Text segment:
== == ==

The first paragraph itself is a great example. Only the last sentence remains unchanged. Here is the draft:

This case arises from an arbitration ruling by NFL Commissioner Roger

Goodell that defies the rule of law. After orchestrating a multi-million dollar

investigation into purported football deflation during the 2015 AFC Championship

Game, Goodell imposed a severe and unprecedented punishment on Patriots

quarterback Tom Brady. When Brady exercised his right under the collective

bargaining agreement to appeal the punishment to an arbitrator, Goodell appointed

himself as the arbitrator and “affirmed” the punishment he had just imposed.
Here is the final version:

This case arises from an arbitration ruling by NFL Commissioner Roger

Goodell that undermines the rights and expectations of parties to collective

bargaining agreements, and runs roughshod over the rule of law. Goodell

superintended a multimillion-dollar investigation into purported football deflation

during the 2015 AFC Championship Game—an investigation he falsely portrayed

as independent. The NFL then used the findings of that investigation to impose a

severe and unprecedented punishment on New England Patriots quarterback Tom

Brady based on his supposed “general awareness” of misconduct by team

employees. When Brady exercised his right under the collective bargaining

agreement to appeal the punishment, Goodell appointed himself as the arbitrator

and “affirmed” the punishment he had himself imposed.

== == ==

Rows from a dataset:
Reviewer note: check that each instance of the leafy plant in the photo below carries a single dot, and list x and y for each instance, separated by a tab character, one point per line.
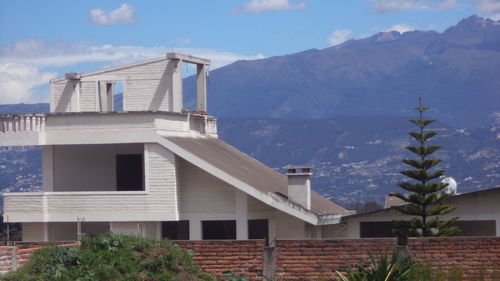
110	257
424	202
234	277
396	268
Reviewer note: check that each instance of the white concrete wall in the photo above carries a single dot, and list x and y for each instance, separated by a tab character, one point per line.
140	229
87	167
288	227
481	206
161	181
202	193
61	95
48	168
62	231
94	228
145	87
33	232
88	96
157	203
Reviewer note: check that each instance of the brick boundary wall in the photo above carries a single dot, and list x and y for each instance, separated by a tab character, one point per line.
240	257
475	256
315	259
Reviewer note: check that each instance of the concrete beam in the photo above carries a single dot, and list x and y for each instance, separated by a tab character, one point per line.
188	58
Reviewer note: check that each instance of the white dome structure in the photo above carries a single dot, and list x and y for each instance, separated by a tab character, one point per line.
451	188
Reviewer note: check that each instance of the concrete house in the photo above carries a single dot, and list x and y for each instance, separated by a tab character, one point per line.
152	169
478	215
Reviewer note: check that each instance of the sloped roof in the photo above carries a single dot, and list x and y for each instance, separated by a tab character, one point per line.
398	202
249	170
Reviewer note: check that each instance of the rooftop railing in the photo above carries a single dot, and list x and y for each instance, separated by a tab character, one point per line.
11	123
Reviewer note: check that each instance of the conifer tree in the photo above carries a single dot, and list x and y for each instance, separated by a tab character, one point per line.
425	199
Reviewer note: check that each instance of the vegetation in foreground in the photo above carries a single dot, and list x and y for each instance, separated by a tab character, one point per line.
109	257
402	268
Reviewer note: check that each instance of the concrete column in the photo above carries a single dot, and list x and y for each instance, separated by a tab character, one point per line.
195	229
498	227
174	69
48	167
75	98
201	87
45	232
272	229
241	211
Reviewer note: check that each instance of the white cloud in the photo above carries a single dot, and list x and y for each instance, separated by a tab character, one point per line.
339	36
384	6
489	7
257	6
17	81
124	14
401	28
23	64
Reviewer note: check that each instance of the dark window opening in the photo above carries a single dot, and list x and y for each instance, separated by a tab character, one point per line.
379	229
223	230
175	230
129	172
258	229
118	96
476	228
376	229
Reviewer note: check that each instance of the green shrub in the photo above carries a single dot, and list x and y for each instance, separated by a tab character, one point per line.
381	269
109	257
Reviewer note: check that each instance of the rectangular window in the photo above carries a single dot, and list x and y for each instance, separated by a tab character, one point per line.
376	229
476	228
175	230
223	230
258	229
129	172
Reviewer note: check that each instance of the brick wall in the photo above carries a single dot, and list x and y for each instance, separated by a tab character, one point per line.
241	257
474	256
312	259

== == ==

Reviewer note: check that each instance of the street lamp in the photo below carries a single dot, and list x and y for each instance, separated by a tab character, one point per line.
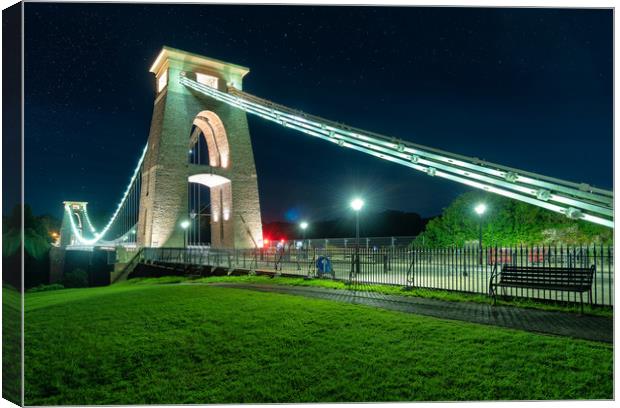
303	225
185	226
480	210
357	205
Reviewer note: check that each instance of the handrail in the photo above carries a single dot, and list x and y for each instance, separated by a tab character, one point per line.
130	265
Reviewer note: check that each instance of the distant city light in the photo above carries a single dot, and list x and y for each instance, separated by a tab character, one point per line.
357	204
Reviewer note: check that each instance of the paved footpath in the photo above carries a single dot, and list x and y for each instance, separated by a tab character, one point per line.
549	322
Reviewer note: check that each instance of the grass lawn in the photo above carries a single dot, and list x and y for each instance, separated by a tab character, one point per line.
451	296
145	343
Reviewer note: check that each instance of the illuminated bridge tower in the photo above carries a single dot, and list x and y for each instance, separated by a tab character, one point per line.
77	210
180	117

== == ==

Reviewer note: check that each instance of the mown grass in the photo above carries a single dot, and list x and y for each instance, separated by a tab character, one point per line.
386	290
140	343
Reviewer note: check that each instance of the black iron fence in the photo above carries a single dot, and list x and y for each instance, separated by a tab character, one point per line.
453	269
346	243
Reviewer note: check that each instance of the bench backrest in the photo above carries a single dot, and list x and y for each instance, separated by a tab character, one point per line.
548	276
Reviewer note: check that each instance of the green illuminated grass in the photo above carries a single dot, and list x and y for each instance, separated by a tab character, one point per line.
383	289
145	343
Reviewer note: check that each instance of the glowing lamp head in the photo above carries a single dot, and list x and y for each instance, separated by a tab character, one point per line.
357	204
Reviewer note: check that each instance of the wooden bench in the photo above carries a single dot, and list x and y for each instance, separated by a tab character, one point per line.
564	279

== == ==

To-do list:
1 > Using the excerpt on the brief's opening paragraph, answer these:
(a) In the draft, what did Goodell impose on Brady after orchestrating the investigation?
(b) In the final version, how did Goodell portray the investigation?
(c) In the final version, what was Brady's punishment based on?
2 > Quote the excerpt on the brief's opening paragraph from "bargaining agreement to" to "had just imposed.".
The records are separate material and have no connection to the text.

Answers in order:
1 >
(a) A severe and unprecedented punishment.
(b) Falsely, as independent.
(c) His supposed "general awareness" of misconduct by team employees.

2 >
bargaining agreement to appeal the punishment to an arbitrator, Goodell appointed

himself as the arbitrator and “affirmed” the punishment he had just imposed.